• **Lesetext**:
---
Leopold von Ranke - Leben und Werk

Bild Leopold von Ranke
Leopold von (seit 1865) Ranke wurde am 20. oder 21. Dezember 1795 als ältester Sohn des Rechtsanwalts Gottlob Israel Ranke und seiner Frau Friederike, geb. Lehmike, in Wiehe an der Unstrut geboren. Nach dem Besuch der Fürstenschule Schulpforta studierte er seit 1814 Theologie und Philologie an der Universität Leipzig, wo er im Jahre 1817 mit der Arbeit über Thukydides promoviert wurde. Ein Jahr später nahm er eine Stelle als Gymnasiallehrer in Frankfurt an der Oder an, wo er unter anderem für den Geschichtsunterricht zuständig war. Diese neue Aufgabe verlangte von ihm eine intensive Auseinandersetzung mit historischen Fragen, was zwangsläufig zu Lasten seiner ursprünglichen Studienfächer gehen mußte. Indes fiel Ihm der Wechsel seines Forschungsgegenstandes nicht schwer, da er den Verlauf der Geschichte als etwas Göttlich Gegebenes ansah und daher die Erforschung der Geschichte als einen Dienst an Gott begriff. An dieser religiösen Ansicht vom Wesen und Wert seiner Wissenschaft hat Ranke Zeit seines Lebens festgehalten, aus ihr erklärt sich geradezu zwangsläufig auch der universalistische Ansatz seines Schaffens.
---
• **Bereitgestellte Daten**:
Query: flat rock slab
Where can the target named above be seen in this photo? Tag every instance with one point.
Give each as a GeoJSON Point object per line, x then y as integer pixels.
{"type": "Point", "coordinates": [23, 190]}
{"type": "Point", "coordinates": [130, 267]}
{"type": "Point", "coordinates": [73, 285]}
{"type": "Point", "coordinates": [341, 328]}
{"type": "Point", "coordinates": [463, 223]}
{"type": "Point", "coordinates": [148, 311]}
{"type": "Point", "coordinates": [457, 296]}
---
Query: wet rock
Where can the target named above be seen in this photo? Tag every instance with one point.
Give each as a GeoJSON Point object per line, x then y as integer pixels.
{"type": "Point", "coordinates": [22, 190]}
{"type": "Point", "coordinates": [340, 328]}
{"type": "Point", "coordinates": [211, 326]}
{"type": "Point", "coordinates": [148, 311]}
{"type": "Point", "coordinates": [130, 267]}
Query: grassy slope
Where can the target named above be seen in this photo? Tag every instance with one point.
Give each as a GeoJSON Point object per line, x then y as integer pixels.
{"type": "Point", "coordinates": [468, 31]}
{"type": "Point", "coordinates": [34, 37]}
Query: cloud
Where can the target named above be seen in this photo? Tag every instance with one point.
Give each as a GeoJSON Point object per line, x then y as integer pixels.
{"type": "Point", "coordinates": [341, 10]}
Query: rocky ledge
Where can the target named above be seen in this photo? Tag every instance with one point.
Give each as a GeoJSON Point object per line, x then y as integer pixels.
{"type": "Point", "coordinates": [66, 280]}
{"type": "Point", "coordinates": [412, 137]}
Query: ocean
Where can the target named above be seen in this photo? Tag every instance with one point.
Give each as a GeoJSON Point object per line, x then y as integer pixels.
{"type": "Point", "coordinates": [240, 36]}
---
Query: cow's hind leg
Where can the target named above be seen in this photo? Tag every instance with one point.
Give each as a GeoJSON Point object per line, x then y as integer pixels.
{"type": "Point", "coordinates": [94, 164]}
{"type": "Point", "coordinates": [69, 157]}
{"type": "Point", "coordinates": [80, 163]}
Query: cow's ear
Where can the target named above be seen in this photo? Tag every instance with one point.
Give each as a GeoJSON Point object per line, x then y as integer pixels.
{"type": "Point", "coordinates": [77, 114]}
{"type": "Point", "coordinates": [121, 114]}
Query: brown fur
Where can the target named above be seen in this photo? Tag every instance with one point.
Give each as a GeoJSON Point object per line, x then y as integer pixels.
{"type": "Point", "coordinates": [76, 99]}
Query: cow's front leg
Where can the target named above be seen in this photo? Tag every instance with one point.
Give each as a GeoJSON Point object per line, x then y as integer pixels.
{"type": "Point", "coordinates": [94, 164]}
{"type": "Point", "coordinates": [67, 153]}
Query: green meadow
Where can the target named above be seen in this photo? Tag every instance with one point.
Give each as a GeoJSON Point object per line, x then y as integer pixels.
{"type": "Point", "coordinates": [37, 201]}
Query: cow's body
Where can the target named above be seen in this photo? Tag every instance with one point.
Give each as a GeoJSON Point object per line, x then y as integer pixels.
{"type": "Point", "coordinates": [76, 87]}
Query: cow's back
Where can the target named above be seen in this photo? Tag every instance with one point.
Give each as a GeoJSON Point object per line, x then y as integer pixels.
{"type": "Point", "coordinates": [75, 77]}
---
• **Ziel der Übung**: Nenne anhand des Lesetexts das Thema der Arbeit, mit der Ranke 1817 an der Universität Leipzig promoviert wurde.

• **Antwort zur Aufgabe**: Seine Arbeit handelte über Thukydides.